**Requirement**: The records should be written out in full, with nothing altered.

== Material for the task

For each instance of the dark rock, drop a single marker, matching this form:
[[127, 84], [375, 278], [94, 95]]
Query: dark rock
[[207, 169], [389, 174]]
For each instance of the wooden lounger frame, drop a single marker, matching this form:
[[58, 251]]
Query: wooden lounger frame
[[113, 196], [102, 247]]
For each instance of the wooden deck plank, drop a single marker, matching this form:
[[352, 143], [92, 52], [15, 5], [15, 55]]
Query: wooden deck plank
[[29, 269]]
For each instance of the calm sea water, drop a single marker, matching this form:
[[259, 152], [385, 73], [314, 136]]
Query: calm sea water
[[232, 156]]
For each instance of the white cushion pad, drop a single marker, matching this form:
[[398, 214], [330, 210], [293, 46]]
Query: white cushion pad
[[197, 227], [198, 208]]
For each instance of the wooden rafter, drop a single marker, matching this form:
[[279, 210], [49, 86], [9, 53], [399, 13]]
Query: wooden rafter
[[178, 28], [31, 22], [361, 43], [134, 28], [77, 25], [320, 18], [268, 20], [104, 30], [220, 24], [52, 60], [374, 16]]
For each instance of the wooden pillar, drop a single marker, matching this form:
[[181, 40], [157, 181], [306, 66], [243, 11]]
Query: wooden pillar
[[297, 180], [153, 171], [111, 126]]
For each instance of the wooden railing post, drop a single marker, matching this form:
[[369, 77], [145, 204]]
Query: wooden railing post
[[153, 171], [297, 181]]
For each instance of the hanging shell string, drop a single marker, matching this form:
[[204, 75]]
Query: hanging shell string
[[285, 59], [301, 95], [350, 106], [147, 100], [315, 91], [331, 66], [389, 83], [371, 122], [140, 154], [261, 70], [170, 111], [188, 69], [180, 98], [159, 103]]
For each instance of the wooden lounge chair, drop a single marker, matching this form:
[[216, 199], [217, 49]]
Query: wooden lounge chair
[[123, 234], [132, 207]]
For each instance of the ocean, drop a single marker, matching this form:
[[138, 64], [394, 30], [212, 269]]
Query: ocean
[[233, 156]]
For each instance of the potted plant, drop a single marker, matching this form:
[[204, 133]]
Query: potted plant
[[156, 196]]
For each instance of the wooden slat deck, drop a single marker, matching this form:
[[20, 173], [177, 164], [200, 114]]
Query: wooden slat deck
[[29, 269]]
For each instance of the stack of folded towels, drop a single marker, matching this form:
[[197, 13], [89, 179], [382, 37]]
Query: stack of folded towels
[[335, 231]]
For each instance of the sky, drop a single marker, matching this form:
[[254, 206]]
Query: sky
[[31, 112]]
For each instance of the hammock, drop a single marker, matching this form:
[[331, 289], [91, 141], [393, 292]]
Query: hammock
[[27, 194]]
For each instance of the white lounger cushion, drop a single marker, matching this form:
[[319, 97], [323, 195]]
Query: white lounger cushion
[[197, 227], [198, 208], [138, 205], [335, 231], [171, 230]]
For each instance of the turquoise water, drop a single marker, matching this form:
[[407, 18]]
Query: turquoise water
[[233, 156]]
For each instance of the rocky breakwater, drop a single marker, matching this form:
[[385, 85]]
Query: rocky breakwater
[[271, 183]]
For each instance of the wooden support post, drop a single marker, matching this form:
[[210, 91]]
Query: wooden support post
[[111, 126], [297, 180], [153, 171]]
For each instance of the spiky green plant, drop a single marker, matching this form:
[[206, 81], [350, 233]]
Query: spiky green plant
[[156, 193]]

====

**Answer to the problem**:
For each instance of the dark rock, drop a single marker, matching this form:
[[127, 84], [375, 278], [94, 95]]
Query: dark rock
[[207, 169], [389, 174]]
For each instance of the wooden lounger frame, drop a single marker, matching this form:
[[58, 251]]
Query: wooden lounger frame
[[113, 196], [102, 247]]
For each instance of the wooden deck plank, drop a single marker, matching this form:
[[352, 143], [92, 52], [15, 5], [15, 55]]
Query: wooden deck plank
[[29, 269]]
For each instance of the calm sea water, drop a single marker, matching this form:
[[259, 152], [385, 73], [314, 136]]
Query: calm sea water
[[232, 156]]
For each instance of the white cushion pad, drop a single marker, matching this form:
[[398, 214], [330, 210], [293, 46]]
Query: white cushion pad
[[197, 227], [198, 208]]
For each instance of the wooden rafter, drop a single marker, matching this form:
[[279, 210], [49, 86], [9, 53], [399, 13]]
Query: wooden rafter
[[178, 28], [31, 22], [361, 43], [134, 28], [77, 25], [320, 18], [268, 20], [104, 30], [220, 24], [52, 60], [374, 16]]
For each instance of the wooden pillar, drop a single marker, matching this form:
[[181, 40], [157, 181], [306, 66], [243, 11]]
Query: wooden pillar
[[297, 180], [153, 171], [111, 126]]
For each instance of the wooden railing post, drop a single marker, matching this form:
[[369, 77], [145, 204]]
Query: wooden railing post
[[153, 171], [297, 181]]
For each instance of the hanging shell string, drop a single marker, matching this form:
[[204, 75]]
Query: hanging shell string
[[285, 59], [301, 95], [350, 106], [147, 100], [315, 91], [331, 66], [389, 83], [371, 122], [140, 154], [261, 70], [170, 111], [188, 69], [180, 98], [159, 103]]
For each instance of the wooden lounge chair, drop a single marker, matching this form:
[[216, 199], [217, 49]]
Query: wooden lounge chair
[[123, 234], [132, 207]]
For each instance of the ocean, drop a single marker, matching this form:
[[138, 64], [394, 30], [212, 269]]
Query: ocean
[[233, 156]]
For each instance of the potted plant, drop a single marker, matching this form:
[[204, 133]]
Query: potted plant
[[156, 196]]
For each instance of the wooden slat deck, drop a single marker, matching this form:
[[20, 173], [177, 164], [200, 114]]
Query: wooden slat deck
[[29, 269]]
For each instance of the stack of folded towels, drop a single marker, matching this form:
[[197, 13], [89, 179], [382, 37]]
Query: stack of folded towels
[[335, 231]]
For each instance of the sky, drop a single marker, matching this form:
[[254, 206]]
Query: sky
[[31, 112]]
For each instance of the hammock, drop a single marker, matching this form:
[[331, 289], [91, 141], [393, 292]]
Query: hammock
[[27, 194]]
For each instance of the white lounger cushion, drop a single marker, matching this form:
[[319, 97], [323, 195]]
Query: white lounger cushion
[[197, 227], [198, 208], [138, 205], [335, 231], [171, 230]]
For each instance of the turquoise water, drop a single marker, matching this form:
[[407, 18]]
Query: turquoise water
[[233, 156]]
For each instance of the rocky breakwater, drop a single marker, matching this form:
[[385, 85]]
Query: rocky breakwater
[[271, 183]]
For each instance of the wooden support post, drop a single marker, matching this form:
[[210, 91]]
Query: wooden support post
[[111, 126], [297, 180], [153, 171]]
For each instance of the spiky green plant, drop a single marker, matching this form:
[[206, 81], [350, 233]]
Query: spiky green plant
[[156, 193]]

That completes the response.